Position annotation records:
= = = = =
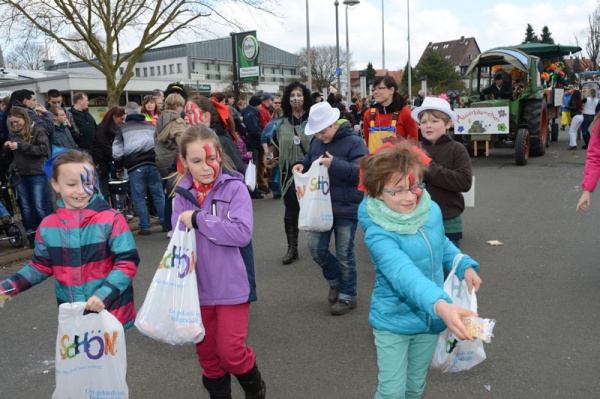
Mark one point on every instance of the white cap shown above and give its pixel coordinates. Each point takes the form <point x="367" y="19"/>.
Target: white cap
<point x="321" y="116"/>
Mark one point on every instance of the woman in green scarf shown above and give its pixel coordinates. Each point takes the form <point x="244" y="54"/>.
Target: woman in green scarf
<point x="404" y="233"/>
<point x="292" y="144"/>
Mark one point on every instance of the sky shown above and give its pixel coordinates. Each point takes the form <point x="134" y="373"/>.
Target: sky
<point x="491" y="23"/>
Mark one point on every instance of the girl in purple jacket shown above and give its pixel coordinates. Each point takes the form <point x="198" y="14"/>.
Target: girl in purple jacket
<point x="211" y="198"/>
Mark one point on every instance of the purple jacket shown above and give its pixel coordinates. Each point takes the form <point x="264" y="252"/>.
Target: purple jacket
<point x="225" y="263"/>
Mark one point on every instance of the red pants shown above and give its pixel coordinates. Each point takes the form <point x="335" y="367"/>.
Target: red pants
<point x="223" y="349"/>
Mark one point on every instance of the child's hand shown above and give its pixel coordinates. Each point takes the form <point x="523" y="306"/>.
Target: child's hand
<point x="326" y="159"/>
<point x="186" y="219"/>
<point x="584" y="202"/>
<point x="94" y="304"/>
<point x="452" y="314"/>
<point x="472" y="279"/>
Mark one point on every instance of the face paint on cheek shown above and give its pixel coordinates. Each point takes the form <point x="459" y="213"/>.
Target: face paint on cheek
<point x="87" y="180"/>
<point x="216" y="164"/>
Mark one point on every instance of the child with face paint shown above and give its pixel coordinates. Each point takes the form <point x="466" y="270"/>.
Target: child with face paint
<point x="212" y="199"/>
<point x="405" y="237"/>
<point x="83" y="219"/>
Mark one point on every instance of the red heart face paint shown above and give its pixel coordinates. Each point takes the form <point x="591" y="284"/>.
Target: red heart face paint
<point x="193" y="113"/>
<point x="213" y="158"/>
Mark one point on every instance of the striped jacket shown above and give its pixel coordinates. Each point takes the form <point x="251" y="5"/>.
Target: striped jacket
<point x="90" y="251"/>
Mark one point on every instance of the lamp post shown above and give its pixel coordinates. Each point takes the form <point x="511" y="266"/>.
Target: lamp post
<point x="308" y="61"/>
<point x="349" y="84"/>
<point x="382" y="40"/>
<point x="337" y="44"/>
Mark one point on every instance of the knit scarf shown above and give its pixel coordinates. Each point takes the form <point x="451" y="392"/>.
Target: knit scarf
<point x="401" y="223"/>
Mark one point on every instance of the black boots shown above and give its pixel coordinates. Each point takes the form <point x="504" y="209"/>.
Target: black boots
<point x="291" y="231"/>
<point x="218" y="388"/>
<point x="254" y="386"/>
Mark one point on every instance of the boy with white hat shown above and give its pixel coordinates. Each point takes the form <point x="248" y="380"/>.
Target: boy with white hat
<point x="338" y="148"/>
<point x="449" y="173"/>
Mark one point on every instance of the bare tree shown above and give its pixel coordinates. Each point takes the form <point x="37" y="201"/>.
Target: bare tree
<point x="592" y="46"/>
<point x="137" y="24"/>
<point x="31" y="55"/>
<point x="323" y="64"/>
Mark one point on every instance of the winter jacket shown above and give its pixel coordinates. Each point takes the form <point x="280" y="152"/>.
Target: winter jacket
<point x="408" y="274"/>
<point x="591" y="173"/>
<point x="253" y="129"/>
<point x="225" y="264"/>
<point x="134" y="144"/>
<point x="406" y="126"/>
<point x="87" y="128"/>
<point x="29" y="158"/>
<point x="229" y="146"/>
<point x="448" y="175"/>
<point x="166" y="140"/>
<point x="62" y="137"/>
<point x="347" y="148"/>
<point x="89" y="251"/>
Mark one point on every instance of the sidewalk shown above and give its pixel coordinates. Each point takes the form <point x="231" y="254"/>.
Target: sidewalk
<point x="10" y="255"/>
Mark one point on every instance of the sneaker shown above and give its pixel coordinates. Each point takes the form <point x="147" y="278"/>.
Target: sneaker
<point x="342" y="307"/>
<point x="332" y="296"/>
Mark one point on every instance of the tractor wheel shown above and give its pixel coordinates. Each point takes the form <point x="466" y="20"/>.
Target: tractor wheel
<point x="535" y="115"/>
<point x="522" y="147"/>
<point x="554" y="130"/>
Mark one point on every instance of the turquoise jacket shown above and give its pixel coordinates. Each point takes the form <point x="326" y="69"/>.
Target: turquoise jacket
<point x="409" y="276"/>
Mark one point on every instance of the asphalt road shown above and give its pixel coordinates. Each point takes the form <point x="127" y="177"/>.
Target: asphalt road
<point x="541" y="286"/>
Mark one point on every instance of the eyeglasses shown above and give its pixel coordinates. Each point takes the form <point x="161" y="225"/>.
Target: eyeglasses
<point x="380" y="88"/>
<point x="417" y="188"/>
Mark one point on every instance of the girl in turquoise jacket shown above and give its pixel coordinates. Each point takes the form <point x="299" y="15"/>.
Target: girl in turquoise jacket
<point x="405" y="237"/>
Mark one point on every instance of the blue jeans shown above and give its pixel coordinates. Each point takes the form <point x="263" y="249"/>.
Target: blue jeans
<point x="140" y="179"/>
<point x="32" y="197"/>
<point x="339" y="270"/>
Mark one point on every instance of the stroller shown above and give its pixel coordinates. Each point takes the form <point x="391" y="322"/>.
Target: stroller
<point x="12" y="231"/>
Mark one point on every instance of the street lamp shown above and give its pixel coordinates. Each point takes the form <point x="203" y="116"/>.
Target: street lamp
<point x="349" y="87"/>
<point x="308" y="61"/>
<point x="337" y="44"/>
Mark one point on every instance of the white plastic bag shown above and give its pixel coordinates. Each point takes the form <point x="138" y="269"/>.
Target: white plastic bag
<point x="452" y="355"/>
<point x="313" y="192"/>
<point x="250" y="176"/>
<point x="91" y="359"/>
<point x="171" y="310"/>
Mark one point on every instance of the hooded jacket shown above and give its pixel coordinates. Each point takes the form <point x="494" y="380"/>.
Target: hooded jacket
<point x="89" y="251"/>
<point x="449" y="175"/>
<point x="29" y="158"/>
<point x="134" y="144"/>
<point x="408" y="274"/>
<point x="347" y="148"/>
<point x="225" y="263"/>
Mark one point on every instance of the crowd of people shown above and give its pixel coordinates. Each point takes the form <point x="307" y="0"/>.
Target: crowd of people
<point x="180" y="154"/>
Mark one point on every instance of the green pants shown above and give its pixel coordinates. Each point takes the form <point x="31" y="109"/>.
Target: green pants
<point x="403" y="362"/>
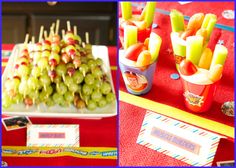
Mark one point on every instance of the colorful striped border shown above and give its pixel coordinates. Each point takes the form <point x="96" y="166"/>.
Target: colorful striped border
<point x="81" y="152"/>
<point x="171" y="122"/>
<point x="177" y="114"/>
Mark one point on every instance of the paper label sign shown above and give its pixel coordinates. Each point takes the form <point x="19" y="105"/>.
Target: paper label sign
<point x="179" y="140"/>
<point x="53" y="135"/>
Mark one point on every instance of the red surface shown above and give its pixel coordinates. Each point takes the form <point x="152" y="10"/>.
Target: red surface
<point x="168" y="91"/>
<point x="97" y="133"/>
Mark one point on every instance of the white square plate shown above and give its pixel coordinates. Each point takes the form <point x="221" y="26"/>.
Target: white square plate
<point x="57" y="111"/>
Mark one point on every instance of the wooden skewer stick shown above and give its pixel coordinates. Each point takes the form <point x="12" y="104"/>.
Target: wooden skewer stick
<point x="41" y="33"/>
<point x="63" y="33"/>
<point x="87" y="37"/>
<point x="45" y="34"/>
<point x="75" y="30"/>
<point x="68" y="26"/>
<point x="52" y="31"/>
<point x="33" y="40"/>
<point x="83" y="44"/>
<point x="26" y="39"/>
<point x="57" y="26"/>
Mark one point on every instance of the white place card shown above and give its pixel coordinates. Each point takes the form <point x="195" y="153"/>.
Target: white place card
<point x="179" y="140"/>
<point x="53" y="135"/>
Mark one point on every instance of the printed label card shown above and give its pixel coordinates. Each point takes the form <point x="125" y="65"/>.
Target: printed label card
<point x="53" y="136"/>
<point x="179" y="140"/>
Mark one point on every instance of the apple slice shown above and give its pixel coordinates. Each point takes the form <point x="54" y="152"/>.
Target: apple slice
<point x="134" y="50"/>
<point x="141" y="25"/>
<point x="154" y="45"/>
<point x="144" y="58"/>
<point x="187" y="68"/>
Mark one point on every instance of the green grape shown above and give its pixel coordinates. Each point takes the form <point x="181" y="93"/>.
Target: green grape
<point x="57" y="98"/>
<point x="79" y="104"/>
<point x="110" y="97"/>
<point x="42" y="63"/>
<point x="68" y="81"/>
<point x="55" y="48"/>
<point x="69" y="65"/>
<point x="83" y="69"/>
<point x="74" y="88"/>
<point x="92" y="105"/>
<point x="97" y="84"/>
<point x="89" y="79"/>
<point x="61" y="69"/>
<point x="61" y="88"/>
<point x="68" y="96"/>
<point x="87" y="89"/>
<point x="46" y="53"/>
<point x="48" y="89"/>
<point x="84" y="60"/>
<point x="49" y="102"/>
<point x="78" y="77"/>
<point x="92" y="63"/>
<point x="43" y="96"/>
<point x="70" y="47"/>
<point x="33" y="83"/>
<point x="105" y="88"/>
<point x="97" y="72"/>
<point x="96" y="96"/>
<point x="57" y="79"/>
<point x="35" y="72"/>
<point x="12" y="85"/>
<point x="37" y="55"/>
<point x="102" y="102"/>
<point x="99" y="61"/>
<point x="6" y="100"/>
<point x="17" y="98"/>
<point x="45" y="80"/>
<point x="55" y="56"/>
= = = = =
• _WRITTEN INSTRUCTION_:
Copy out exactly the lines from the line with "Mark one point on every instance of the wooden" to the end of the listing, including both of those lines, and give nothing else.

• _EXERCISE RESPONSE_:
Mark one point on every instance of the wooden skewer stick shown above and give its pixel coordinates. Each point takes the form <point x="12" y="104"/>.
Target: wooden skewer stick
<point x="41" y="33"/>
<point x="63" y="33"/>
<point x="87" y="37"/>
<point x="45" y="34"/>
<point x="75" y="30"/>
<point x="68" y="26"/>
<point x="52" y="31"/>
<point x="33" y="40"/>
<point x="83" y="44"/>
<point x="26" y="39"/>
<point x="57" y="26"/>
Mark one point on every instance of the white place card shown above and give its pixel coordinates. Each point takes the form <point x="195" y="153"/>.
Target: white place card
<point x="179" y="140"/>
<point x="53" y="135"/>
Mark one point on every instance of the printed label card shown above and give its pixel coordinates. Each point takes the form <point x="125" y="65"/>.
Target: printed label card
<point x="53" y="136"/>
<point x="179" y="140"/>
Mark one point on every instance of the apple slice shown above and give its pixel coordinates. Each point takes the form <point x="54" y="152"/>.
Target: apple slice
<point x="134" y="50"/>
<point x="141" y="25"/>
<point x="154" y="45"/>
<point x="144" y="58"/>
<point x="187" y="68"/>
Mark one point on every instance of the green grape shown above and give its pixel coordinates. Each point takes the form <point x="181" y="93"/>.
Target: green grape
<point x="57" y="98"/>
<point x="79" y="104"/>
<point x="110" y="97"/>
<point x="42" y="63"/>
<point x="68" y="81"/>
<point x="55" y="48"/>
<point x="69" y="65"/>
<point x="83" y="69"/>
<point x="74" y="88"/>
<point x="92" y="105"/>
<point x="97" y="84"/>
<point x="89" y="79"/>
<point x="61" y="69"/>
<point x="61" y="88"/>
<point x="68" y="96"/>
<point x="87" y="89"/>
<point x="46" y="53"/>
<point x="48" y="89"/>
<point x="84" y="60"/>
<point x="49" y="102"/>
<point x="78" y="77"/>
<point x="92" y="63"/>
<point x="43" y="96"/>
<point x="70" y="47"/>
<point x="33" y="83"/>
<point x="105" y="88"/>
<point x="97" y="72"/>
<point x="96" y="96"/>
<point x="57" y="79"/>
<point x="35" y="72"/>
<point x="12" y="85"/>
<point x="37" y="55"/>
<point x="102" y="102"/>
<point x="99" y="61"/>
<point x="6" y="100"/>
<point x="17" y="98"/>
<point x="45" y="80"/>
<point x="55" y="56"/>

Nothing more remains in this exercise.